Activity:
Could you write out the data that follows, exactly and in full?

Information given:
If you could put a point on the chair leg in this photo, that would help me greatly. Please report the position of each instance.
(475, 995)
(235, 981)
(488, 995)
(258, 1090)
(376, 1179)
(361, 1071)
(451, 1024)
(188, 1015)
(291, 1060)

Result for this exercise:
If you could put a point on the chair leg in this photo, that would help me greatly. Please report the position of each instance.
(475, 995)
(235, 981)
(488, 995)
(258, 1090)
(376, 1179)
(361, 1071)
(451, 1024)
(188, 1015)
(291, 1060)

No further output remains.